ACTIVITY - Count every line below that contains "shrub", then state the total with no other output.

DATASET RECORDS -
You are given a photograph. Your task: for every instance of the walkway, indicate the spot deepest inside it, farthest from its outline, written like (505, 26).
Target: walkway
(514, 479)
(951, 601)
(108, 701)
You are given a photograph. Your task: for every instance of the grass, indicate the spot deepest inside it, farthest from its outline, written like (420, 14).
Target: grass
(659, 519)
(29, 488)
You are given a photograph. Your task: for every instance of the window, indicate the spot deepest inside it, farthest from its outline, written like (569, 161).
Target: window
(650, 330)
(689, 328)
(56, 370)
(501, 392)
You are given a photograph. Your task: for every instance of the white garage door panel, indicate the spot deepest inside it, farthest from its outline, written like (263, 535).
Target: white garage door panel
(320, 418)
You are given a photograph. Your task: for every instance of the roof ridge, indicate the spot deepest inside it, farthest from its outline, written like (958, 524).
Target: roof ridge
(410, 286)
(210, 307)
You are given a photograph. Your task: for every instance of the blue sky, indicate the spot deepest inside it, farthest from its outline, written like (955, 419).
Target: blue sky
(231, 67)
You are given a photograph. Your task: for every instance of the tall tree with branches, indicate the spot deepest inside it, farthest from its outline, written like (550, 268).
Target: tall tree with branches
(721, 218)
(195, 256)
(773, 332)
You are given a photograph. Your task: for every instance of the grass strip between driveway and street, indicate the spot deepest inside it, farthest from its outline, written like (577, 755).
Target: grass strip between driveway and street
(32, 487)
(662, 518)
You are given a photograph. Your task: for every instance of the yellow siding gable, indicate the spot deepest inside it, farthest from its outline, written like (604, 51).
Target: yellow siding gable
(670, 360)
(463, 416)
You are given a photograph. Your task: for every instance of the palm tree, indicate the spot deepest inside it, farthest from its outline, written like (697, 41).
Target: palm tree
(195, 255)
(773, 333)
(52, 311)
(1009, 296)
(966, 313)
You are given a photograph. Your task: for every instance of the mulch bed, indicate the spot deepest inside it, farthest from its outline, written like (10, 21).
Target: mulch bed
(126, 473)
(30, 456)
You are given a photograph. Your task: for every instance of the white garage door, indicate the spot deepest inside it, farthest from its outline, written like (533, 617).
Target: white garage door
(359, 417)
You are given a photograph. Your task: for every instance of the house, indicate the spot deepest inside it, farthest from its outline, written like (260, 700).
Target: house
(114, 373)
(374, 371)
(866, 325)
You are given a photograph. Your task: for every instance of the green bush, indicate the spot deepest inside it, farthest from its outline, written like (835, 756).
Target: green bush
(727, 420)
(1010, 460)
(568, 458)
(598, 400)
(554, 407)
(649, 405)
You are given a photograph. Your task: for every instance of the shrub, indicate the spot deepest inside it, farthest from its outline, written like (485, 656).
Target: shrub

EXERCISE OUTPUT - 2